● Task requirements
Which lines in the rows below contain the string "wooden"? Copy out each one.

[Rows from a dataset]
## begin
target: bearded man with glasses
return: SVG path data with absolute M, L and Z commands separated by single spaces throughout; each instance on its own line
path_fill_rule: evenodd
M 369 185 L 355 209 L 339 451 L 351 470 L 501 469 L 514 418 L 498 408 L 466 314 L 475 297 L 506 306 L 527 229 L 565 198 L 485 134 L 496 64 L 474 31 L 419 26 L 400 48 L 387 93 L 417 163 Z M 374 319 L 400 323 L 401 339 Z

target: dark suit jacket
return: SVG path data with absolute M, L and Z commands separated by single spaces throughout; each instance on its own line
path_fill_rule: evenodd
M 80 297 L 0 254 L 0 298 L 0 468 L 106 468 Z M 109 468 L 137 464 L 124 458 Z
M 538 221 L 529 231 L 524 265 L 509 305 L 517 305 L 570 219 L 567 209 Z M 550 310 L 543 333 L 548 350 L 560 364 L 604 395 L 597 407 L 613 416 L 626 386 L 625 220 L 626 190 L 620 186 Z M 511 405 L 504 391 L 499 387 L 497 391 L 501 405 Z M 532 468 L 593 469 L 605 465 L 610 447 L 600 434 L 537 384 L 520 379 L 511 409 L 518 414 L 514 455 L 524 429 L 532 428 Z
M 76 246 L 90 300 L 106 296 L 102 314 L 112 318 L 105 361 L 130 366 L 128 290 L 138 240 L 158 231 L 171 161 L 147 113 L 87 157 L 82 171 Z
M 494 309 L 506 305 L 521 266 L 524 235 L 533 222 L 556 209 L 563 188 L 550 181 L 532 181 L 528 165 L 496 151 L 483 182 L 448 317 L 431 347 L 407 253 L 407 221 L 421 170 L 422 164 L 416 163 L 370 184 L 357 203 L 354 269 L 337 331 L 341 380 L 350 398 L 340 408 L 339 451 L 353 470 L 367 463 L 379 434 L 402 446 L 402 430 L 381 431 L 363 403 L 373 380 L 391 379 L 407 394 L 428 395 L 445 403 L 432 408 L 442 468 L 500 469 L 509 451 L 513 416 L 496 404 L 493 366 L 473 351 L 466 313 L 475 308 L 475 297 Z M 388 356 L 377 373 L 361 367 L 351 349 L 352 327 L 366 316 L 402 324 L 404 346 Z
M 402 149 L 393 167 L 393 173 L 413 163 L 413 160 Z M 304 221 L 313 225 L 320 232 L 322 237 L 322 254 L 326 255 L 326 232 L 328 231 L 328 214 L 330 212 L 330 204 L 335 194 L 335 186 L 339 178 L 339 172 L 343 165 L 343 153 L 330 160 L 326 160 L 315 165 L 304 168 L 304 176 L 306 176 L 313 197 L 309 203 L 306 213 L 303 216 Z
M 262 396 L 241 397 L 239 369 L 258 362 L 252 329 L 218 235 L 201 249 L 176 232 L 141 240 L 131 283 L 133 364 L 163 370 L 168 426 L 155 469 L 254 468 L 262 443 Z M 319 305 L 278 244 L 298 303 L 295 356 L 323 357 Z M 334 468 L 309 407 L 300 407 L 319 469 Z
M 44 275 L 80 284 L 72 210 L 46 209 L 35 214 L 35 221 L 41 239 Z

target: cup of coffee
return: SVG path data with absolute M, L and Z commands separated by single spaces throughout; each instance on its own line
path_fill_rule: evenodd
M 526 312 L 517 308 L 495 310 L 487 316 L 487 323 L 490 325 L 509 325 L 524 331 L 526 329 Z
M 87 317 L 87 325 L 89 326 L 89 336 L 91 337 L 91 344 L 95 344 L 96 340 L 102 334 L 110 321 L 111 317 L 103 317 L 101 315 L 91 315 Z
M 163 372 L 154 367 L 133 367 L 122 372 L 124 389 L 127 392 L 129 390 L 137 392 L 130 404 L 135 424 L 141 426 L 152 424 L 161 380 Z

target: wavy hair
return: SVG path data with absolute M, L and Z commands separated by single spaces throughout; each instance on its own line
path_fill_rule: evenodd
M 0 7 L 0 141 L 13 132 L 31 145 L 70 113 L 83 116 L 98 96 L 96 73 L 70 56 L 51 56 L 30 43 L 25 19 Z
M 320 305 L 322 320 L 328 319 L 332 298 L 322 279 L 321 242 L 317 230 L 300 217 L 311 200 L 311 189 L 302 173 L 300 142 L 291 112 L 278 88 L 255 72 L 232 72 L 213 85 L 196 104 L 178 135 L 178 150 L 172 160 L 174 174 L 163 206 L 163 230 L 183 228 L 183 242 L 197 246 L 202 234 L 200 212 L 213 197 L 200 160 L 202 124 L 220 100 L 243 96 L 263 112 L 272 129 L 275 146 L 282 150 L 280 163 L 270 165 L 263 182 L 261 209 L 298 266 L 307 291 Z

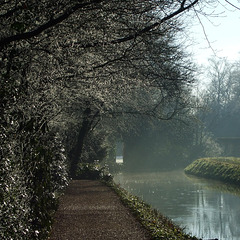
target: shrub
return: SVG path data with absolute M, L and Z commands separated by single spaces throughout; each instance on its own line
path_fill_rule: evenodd
M 200 158 L 185 168 L 185 173 L 240 184 L 240 158 Z

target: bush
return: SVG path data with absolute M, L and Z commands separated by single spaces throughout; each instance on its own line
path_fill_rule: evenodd
M 240 158 L 200 158 L 184 169 L 185 173 L 240 184 Z

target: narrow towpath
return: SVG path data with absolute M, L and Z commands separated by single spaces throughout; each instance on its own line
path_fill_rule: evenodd
M 99 181 L 70 183 L 55 215 L 50 240 L 150 239 L 119 197 Z

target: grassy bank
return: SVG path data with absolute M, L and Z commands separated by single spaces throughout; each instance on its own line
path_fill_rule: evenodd
M 150 205 L 130 194 L 113 181 L 108 185 L 120 196 L 123 204 L 130 208 L 141 224 L 150 232 L 152 239 L 164 240 L 197 240 L 198 238 L 185 234 L 183 229 L 174 224 L 170 219 L 160 214 Z
M 185 173 L 240 185 L 240 158 L 200 158 L 184 169 Z

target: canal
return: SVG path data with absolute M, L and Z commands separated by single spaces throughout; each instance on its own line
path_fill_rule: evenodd
M 240 188 L 182 170 L 119 173 L 114 181 L 202 239 L 240 239 Z

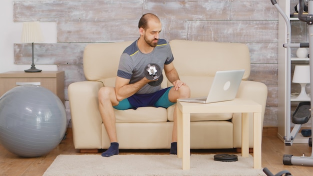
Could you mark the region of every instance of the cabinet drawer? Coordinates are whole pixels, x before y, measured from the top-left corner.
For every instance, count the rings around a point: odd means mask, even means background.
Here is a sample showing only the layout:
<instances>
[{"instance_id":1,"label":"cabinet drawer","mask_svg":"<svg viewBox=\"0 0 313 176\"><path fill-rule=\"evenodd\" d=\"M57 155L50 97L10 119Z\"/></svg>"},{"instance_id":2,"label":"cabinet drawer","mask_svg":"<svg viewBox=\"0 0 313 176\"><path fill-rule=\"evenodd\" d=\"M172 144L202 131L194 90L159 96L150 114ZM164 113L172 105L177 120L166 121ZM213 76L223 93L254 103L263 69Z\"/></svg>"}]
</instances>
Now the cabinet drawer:
<instances>
[{"instance_id":1,"label":"cabinet drawer","mask_svg":"<svg viewBox=\"0 0 313 176\"><path fill-rule=\"evenodd\" d=\"M64 74L56 78L2 76L0 78L0 96L12 88L23 84L39 85L46 88L58 96L64 104Z\"/></svg>"}]
</instances>

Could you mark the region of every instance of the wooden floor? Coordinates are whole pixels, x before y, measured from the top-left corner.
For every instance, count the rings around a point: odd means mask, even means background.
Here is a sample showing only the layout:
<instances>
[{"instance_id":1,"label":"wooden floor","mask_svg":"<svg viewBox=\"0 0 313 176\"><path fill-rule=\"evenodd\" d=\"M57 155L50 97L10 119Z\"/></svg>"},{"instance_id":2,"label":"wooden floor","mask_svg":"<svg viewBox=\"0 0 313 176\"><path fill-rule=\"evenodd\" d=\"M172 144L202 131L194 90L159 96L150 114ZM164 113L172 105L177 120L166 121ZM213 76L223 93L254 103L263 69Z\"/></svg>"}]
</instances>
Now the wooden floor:
<instances>
[{"instance_id":1,"label":"wooden floor","mask_svg":"<svg viewBox=\"0 0 313 176\"><path fill-rule=\"evenodd\" d=\"M122 154L168 154L169 150L131 150L120 151ZM276 136L264 136L262 141L262 167L268 168L275 174L278 172L287 170L294 176L312 176L312 166L284 166L282 164L284 154L293 154L300 156L311 155L312 148L308 144L296 144L285 146ZM22 158L17 156L0 146L0 176L42 176L60 154L80 154L73 145L72 128L69 128L67 138L62 140L54 150L46 155L36 158ZM238 154L235 150L192 150L192 154Z\"/></svg>"}]
</instances>

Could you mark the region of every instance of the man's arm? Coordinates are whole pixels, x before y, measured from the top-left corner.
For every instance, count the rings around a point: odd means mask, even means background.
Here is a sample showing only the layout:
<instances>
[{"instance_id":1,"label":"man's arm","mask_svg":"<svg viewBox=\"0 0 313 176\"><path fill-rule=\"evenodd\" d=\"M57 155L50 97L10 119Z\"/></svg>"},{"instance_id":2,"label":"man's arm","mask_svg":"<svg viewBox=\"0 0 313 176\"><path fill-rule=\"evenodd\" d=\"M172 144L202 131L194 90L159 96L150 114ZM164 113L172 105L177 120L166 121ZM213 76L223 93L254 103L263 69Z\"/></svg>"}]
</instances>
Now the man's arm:
<instances>
[{"instance_id":1,"label":"man's arm","mask_svg":"<svg viewBox=\"0 0 313 176\"><path fill-rule=\"evenodd\" d=\"M164 72L168 80L174 86L175 90L178 90L182 86L186 84L180 80L178 72L172 62L164 65Z\"/></svg>"},{"instance_id":2,"label":"man's arm","mask_svg":"<svg viewBox=\"0 0 313 176\"><path fill-rule=\"evenodd\" d=\"M120 102L132 96L150 82L150 80L144 78L136 82L130 84L130 80L116 76L115 84L116 99Z\"/></svg>"}]
</instances>

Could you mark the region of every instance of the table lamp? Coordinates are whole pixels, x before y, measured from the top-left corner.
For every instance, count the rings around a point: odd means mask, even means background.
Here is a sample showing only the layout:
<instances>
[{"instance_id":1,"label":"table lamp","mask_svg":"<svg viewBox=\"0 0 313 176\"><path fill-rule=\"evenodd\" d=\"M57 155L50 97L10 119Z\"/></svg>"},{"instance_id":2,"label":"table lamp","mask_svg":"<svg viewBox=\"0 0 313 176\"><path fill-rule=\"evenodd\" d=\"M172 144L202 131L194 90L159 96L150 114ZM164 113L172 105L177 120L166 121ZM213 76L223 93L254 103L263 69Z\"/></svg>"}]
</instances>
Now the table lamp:
<instances>
[{"instance_id":1,"label":"table lamp","mask_svg":"<svg viewBox=\"0 0 313 176\"><path fill-rule=\"evenodd\" d=\"M41 70L37 69L34 62L34 43L44 40L42 30L38 22L23 22L21 42L32 43L32 62L30 68L26 70L25 72L40 72Z\"/></svg>"},{"instance_id":2,"label":"table lamp","mask_svg":"<svg viewBox=\"0 0 313 176\"><path fill-rule=\"evenodd\" d=\"M310 83L310 66L296 66L292 82L301 86L300 94L296 99L308 99L309 97L306 92L306 85Z\"/></svg>"}]
</instances>

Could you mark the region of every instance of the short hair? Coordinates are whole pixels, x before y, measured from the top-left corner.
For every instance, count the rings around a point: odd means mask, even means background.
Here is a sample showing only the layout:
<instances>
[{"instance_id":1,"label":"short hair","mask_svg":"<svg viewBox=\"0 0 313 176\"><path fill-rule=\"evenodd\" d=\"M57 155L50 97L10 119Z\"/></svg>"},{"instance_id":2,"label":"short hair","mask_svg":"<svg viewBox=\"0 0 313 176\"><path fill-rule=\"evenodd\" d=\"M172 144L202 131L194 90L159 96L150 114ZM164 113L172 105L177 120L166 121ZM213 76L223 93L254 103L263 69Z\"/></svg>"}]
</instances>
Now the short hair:
<instances>
[{"instance_id":1,"label":"short hair","mask_svg":"<svg viewBox=\"0 0 313 176\"><path fill-rule=\"evenodd\" d=\"M153 14L148 13L144 14L139 20L138 28L142 28L144 30L146 30L148 28L148 21L151 18L154 18L159 22L160 21L160 19L158 17Z\"/></svg>"}]
</instances>

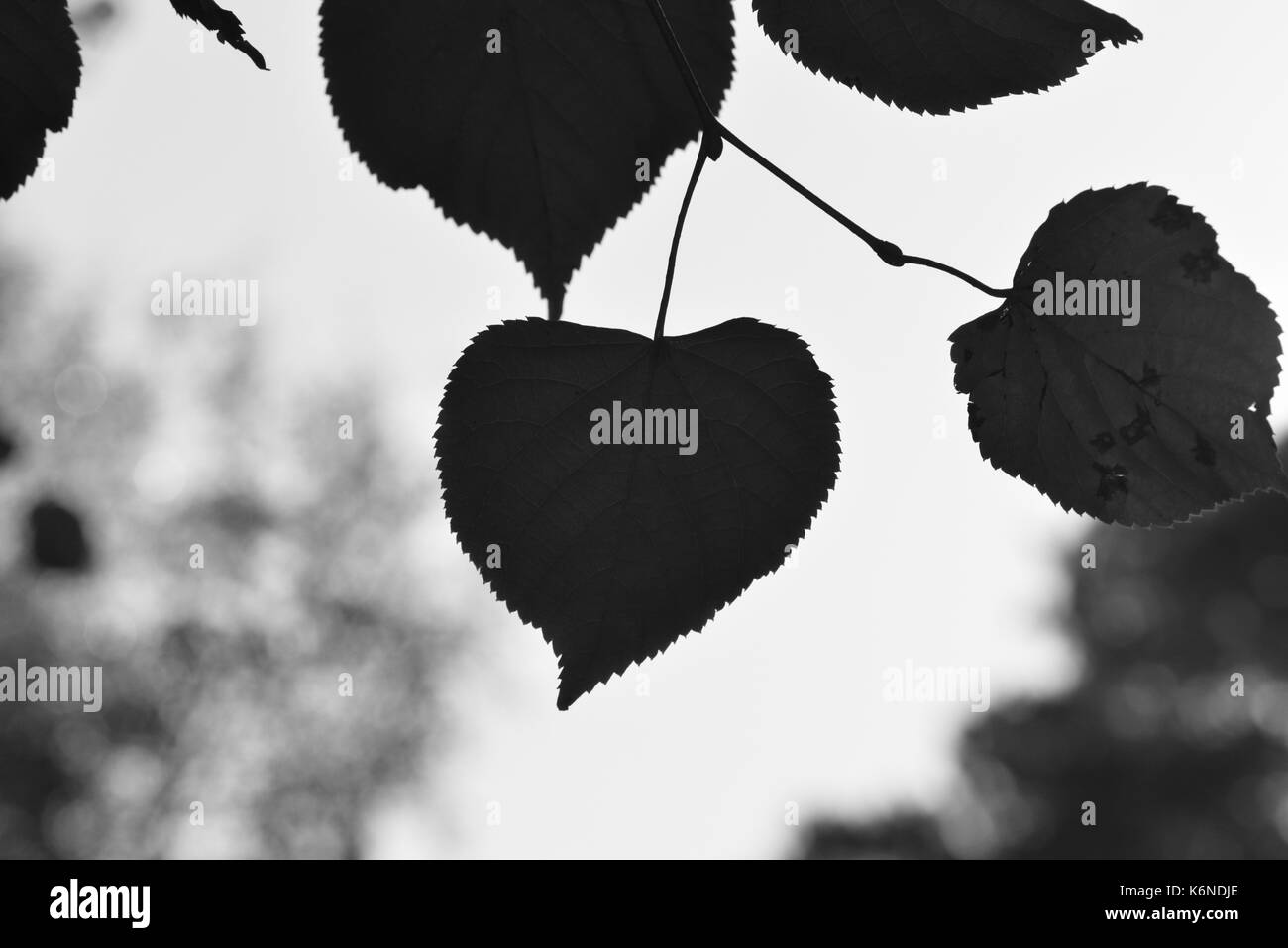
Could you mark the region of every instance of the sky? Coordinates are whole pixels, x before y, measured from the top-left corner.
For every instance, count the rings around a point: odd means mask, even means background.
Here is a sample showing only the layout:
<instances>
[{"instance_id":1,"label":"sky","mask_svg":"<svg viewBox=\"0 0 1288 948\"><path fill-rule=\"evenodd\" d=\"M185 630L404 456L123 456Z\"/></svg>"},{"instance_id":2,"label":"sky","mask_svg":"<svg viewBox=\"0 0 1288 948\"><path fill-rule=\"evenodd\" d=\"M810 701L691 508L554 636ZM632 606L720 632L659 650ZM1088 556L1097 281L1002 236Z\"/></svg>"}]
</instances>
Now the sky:
<instances>
[{"instance_id":1,"label":"sky","mask_svg":"<svg viewBox=\"0 0 1288 948\"><path fill-rule=\"evenodd\" d=\"M429 469L461 349L545 307L509 251L447 222L424 192L389 191L361 167L341 180L349 151L326 98L317 6L237 0L273 68L260 73L213 40L193 53L167 4L128 4L112 41L86 50L75 118L50 140L55 179L0 207L0 240L43 270L49 305L93 313L106 365L162 384L152 282L259 280L259 323L220 331L255 334L282 390L301 398L322 380L363 379L379 416L359 424ZM1273 304L1288 300L1280 5L1109 3L1145 43L1101 53L1048 94L952 117L808 73L759 31L750 0L735 6L724 121L907 252L1006 285L1052 205L1149 180L1204 213ZM677 153L586 261L565 319L652 328L694 153ZM1063 571L1090 527L971 442L947 337L990 308L949 277L884 267L726 151L696 197L667 327L750 316L810 343L841 419L831 500L790 568L559 712L550 648L492 599L426 496L419 565L470 647L448 681L448 752L375 814L372 853L773 857L802 831L784 818L792 806L805 824L952 795L970 711L887 703L882 671L987 666L993 707L1066 684ZM1273 407L1283 430L1283 399ZM178 397L174 412L182 425Z\"/></svg>"}]
</instances>

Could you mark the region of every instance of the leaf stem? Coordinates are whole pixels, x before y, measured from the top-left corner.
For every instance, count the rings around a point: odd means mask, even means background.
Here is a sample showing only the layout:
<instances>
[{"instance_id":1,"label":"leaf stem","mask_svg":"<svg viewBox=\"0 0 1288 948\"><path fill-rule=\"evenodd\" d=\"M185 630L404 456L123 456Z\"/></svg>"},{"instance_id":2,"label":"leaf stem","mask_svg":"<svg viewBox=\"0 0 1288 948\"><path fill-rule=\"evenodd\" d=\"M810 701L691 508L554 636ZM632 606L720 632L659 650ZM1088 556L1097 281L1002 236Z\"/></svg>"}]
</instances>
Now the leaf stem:
<instances>
[{"instance_id":1,"label":"leaf stem","mask_svg":"<svg viewBox=\"0 0 1288 948\"><path fill-rule=\"evenodd\" d=\"M662 287L662 307L657 313L657 328L653 330L653 341L661 343L666 331L666 310L671 307L671 286L675 283L675 264L680 259L680 237L684 234L684 222L689 219L689 206L693 204L693 193L698 189L698 179L711 157L707 148L708 135L702 137L702 147L698 149L698 160L693 164L693 175L689 178L689 189L684 192L684 202L680 205L680 216L675 222L675 237L671 240L671 259L666 264L666 285Z\"/></svg>"},{"instance_id":2,"label":"leaf stem","mask_svg":"<svg viewBox=\"0 0 1288 948\"><path fill-rule=\"evenodd\" d=\"M822 197L819 197L818 194L815 194L813 191L810 191L804 184L801 184L795 178L792 178L790 174L787 174L781 167L778 167L778 165L775 165L774 162L772 162L764 155L761 155L755 148L752 148L750 144L747 144L741 138L738 138L733 131L730 131L716 117L716 113L712 111L710 103L706 99L706 95L702 94L702 86L698 84L698 79L697 79L697 76L693 72L693 67L689 66L689 61L684 55L684 49L680 46L680 41L679 41L679 39L675 35L675 30L671 27L671 21L667 19L666 10L662 9L662 1L661 0L648 0L648 5L649 5L649 9L653 10L653 18L657 21L658 28L662 31L663 37L666 37L666 44L667 44L667 46L671 50L671 58L675 59L676 67L680 70L680 73L684 76L684 82L685 82L685 85L689 89L689 97L693 99L693 104L697 107L698 113L702 117L702 126L706 130L706 134L703 135L703 144L702 144L702 153L705 156L710 156L712 161L715 158L719 158L720 157L720 152L721 152L721 143L723 142L728 142L734 148L737 148L743 155L746 155L748 158L751 158L757 165L760 165L762 169L765 169L772 175L774 175L783 184L786 184L792 191L795 191L797 194L800 194L806 201L809 201L811 205L814 205L820 211L823 211L824 214L827 214L829 218L832 218L833 220L836 220L846 231L849 231L854 236L859 237L864 243L867 243L872 249L872 251L878 258L881 258L882 263L885 263L885 264L887 264L890 267L905 267L905 265L911 265L911 267L929 267L930 269L939 270L940 273L947 273L947 274L949 274L952 277L957 277L962 282L967 283L969 286L974 287L975 290L979 290L983 294L988 294L989 296L997 296L998 299L1006 299L1010 295L1009 290L996 290L996 289L988 286L987 283L984 283L983 281L979 281L975 277L972 277L972 276L970 276L967 273L963 273L962 270L957 269L956 267L949 267L945 263L939 263L938 260L931 260L930 258L925 258L925 256L909 256L909 255L904 254L903 250L896 243L891 243L890 241L881 240L876 234L872 234L868 231L866 231L864 228L859 227L857 223L854 223L848 216L845 216L838 210L836 210L836 207L833 207L832 205L829 205ZM699 162L698 169L696 169L696 171L698 174L701 174L701 166L702 166L702 164L703 162ZM697 174L694 175L693 184L697 184ZM692 185L690 185L690 194L689 194L689 197L692 197ZM687 210L688 210L688 200L685 201L684 210L681 211L681 218L680 218L680 225L681 225L681 228L683 228L683 223L684 223L683 214ZM679 228L676 231L676 245L679 245ZM672 267L674 267L674 264L675 264L674 249L672 249L671 263L672 263ZM666 281L666 289L667 289L667 296L670 296L670 290L671 290L671 276L670 274L668 274L667 281ZM658 321L658 326L659 327L661 327L662 322L666 318L666 303L667 303L667 300L663 299L663 303L662 303L662 305L663 305L662 317Z\"/></svg>"},{"instance_id":3,"label":"leaf stem","mask_svg":"<svg viewBox=\"0 0 1288 948\"><path fill-rule=\"evenodd\" d=\"M684 84L689 89L689 98L693 99L693 104L698 109L698 116L702 118L702 128L707 133L702 139L702 148L715 161L724 151L724 135L720 134L720 120L716 118L715 109L711 108L707 97L702 94L702 85L698 82L698 76L693 72L689 58L684 55L684 48L680 45L680 39L671 27L671 21L667 18L666 10L662 9L661 0L648 0L648 6L653 12L653 19L657 21L657 28L662 31L662 39L666 40L667 49L671 50L671 58L675 61L676 68L679 68L680 75L684 77Z\"/></svg>"}]
</instances>

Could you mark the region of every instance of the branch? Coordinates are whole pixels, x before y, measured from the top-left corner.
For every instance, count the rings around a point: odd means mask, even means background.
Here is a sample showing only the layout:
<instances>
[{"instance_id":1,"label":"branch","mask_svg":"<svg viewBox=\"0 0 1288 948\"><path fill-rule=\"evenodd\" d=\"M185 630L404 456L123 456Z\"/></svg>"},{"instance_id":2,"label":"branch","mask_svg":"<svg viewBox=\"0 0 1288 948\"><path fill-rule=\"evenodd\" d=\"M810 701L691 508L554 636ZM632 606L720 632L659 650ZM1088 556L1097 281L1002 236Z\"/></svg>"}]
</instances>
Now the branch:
## end
● Exercise output
Could you mark the region of every instance of the wooden floor? Coordinates are whole pixels, x before y, measured from the top-left corner.
[{"instance_id":1,"label":"wooden floor","mask_svg":"<svg viewBox=\"0 0 313 176\"><path fill-rule=\"evenodd\" d=\"M57 155L50 97L10 119Z\"/></svg>"},{"instance_id":2,"label":"wooden floor","mask_svg":"<svg viewBox=\"0 0 313 176\"><path fill-rule=\"evenodd\" d=\"M172 144L202 131L194 90L159 96L150 114ZM164 113L172 105L177 120L166 121ZM213 76L223 93L254 103L263 69Z\"/></svg>"}]
Now the wooden floor:
[{"instance_id":1,"label":"wooden floor","mask_svg":"<svg viewBox=\"0 0 313 176\"><path fill-rule=\"evenodd\" d=\"M122 154L168 154L169 150L131 150L120 151ZM276 136L264 136L262 141L262 167L268 168L275 174L278 172L287 170L294 176L312 176L312 166L284 166L282 164L284 154L293 154L300 156L311 155L312 148L308 144L296 144L285 146ZM22 158L17 156L0 146L0 176L42 176L60 154L80 154L73 145L72 128L69 128L67 138L62 140L54 150L46 155L36 158ZM238 154L235 150L192 150L192 154Z\"/></svg>"}]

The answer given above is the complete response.